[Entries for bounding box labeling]
- - - - -

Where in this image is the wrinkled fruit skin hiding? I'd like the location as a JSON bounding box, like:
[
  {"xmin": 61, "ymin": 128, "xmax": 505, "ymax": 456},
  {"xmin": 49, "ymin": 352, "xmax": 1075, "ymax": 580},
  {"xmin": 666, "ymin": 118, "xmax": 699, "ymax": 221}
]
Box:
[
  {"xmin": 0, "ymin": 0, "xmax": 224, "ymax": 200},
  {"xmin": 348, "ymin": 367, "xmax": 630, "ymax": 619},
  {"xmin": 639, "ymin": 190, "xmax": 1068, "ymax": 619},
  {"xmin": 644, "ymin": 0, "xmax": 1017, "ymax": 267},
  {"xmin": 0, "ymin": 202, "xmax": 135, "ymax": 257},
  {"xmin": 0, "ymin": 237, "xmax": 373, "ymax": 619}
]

- - - - -

__WHAT IS BEING ASKED__: Can you reproduce the listing with "wrinkled fruit skin" replaced by "bruised fruit skin" and everything else left unchanged?

__SOLUTION TO THE EXERCISE__:
Where in this image is the bruised fruit skin hiding? I'd like the location as a JSON bounding box, like:
[
  {"xmin": 61, "ymin": 128, "xmax": 505, "ymax": 456},
  {"xmin": 49, "ymin": 352, "xmax": 1075, "ymax": 580},
  {"xmin": 666, "ymin": 118, "xmax": 699, "ymax": 221}
]
Box:
[
  {"xmin": 0, "ymin": 0, "xmax": 224, "ymax": 200},
  {"xmin": 348, "ymin": 367, "xmax": 630, "ymax": 619},
  {"xmin": 639, "ymin": 190, "xmax": 1068, "ymax": 619},
  {"xmin": 644, "ymin": 0, "xmax": 1017, "ymax": 267},
  {"xmin": 0, "ymin": 202, "xmax": 135, "ymax": 257},
  {"xmin": 0, "ymin": 237, "xmax": 373, "ymax": 619}
]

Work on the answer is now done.